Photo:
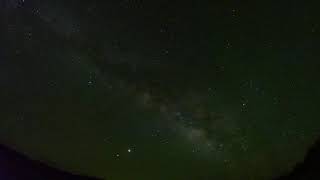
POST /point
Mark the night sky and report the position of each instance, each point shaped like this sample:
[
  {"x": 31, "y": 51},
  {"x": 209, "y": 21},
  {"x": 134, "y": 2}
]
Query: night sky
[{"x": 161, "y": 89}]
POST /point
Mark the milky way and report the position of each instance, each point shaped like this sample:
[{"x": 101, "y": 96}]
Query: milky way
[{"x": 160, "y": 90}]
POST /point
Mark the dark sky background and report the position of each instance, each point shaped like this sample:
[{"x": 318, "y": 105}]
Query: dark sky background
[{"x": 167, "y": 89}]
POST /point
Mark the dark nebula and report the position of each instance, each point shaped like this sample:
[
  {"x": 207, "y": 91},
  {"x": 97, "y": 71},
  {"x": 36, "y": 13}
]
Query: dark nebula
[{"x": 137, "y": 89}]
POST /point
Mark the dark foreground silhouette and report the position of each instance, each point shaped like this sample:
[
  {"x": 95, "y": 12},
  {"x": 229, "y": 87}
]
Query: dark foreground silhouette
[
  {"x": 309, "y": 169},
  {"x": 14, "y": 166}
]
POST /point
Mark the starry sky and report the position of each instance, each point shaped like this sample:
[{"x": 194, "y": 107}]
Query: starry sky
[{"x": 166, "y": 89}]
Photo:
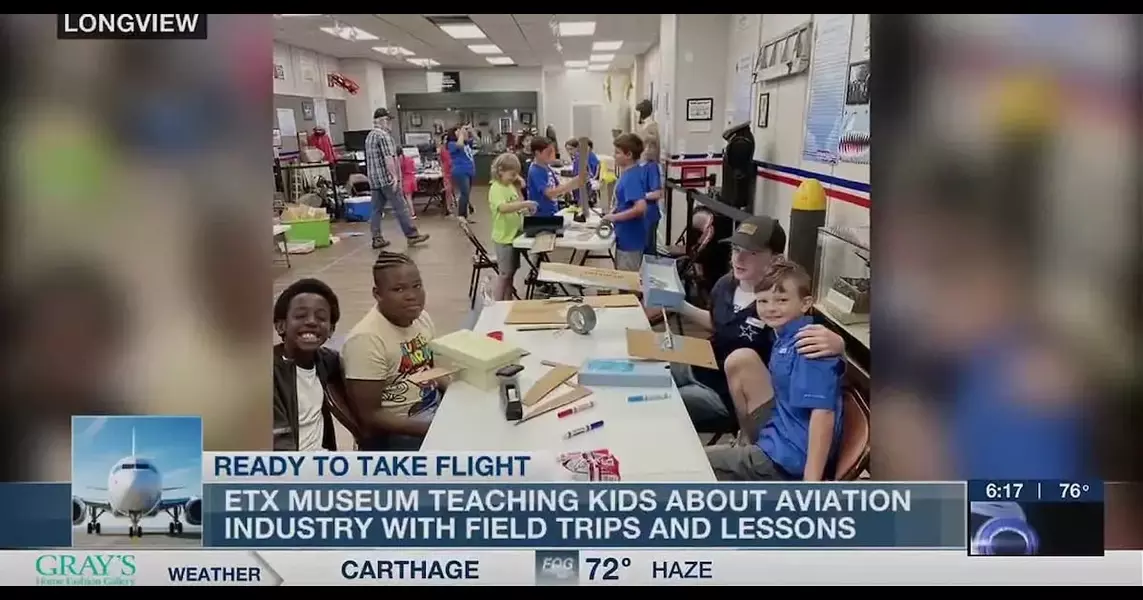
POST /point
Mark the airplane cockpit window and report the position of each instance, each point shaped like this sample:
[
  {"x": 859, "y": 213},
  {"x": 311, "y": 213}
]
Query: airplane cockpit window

========================

Task goal: Where a line of the records above holds the word "window", count it; give the total as a single number and nothing else.

Output of the exercise: 2